**WORK TO COMPLETE**
A: In the data policy discussion, copy the passage from "With respect to" up to and including "make data policy.", changing "code" to "scripts".
B: According to the data policy discussion, what does OIRA make?
C: Condense the paragraph of the data policy discussion that begins "With respect to your last point" into a shorter version that keeps its main facts.

**PAGE EXCERPT**
BEGIN

As for your publication scheme, you have a similar problem plus you also want the data collection described, which is a “vague rule” in my taxonomy of confusions. For example data is often generated not collected.
If the policy is written in such a way that everyone has to hand over every email, document or article, then I agree it’s not workable. Maybe they’re still refining it and that’s why this leaked draft shouldn’t be the version to judge?
Data collection is described in the ‘materials and methods’ section of the article, and often in the Supp Mat as well. I can’t see your point here – do you mean that a government policy that tries to tell everyone what should appear in the M&M would be a ‘vague rule’?
With respect to your last point, a lot of articles do use simulated datasets. Sometimes these can be archived, along with the code used to generate and analyse them, and sometimes you just need the code. It can be hard to identify the right license when archiving code, but there are a variety of repositories available.
There are two different issues here Tim. The point of my article is that the draft policy does not recognize the vast case of scientific data. You have an interest and expertise in this area so I suggest you contact OIRA and offer to help. http://www.whitehouse.gov/omb/inforeg_default. (By coincidence I helped set up OIRA back in 1980.) OIRA makes federal information policy.
The other issue is publisher mandates. As I have said I do not think publishers should try to make data policy.

END

(Records from a dataset)
BEGIN

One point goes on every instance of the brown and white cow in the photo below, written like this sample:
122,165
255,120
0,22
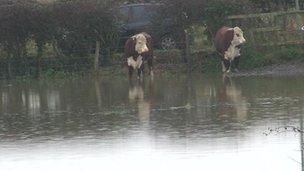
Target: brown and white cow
227,43
138,50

END

**ANSWERS BY TASK**
A:
With respect to your last point, a lot of articles do use simulated datasets. Sometimes these can be archived, along with the scripts used to generate and analyse them, and sometimes you just need the scripts. It can be hard to identify the right license when archiving scripts, but there are a variety of repositories available.
There are two different issues here Tim. The point of my article is that the draft policy does not recognize the vast case of scientific data. You have an interest and expertise in this area so I suggest you contact OIRA and offer to help. http://www.whitehouse.gov/omb/inforeg_default. (By coincidence I helped set up OIRA back in 1980.) OIRA makes federal information policy.
The other issue is publisher mandates. As I have said I do not think publishers should try to make data policy.

B: Federal information policy.

C: Many articles use simulated datasets, which can sometimes be archived with the code that generates and analyzes them, though sometimes only the code is needed. Choosing a license for archived code can be hard, but a variety of repositories are available.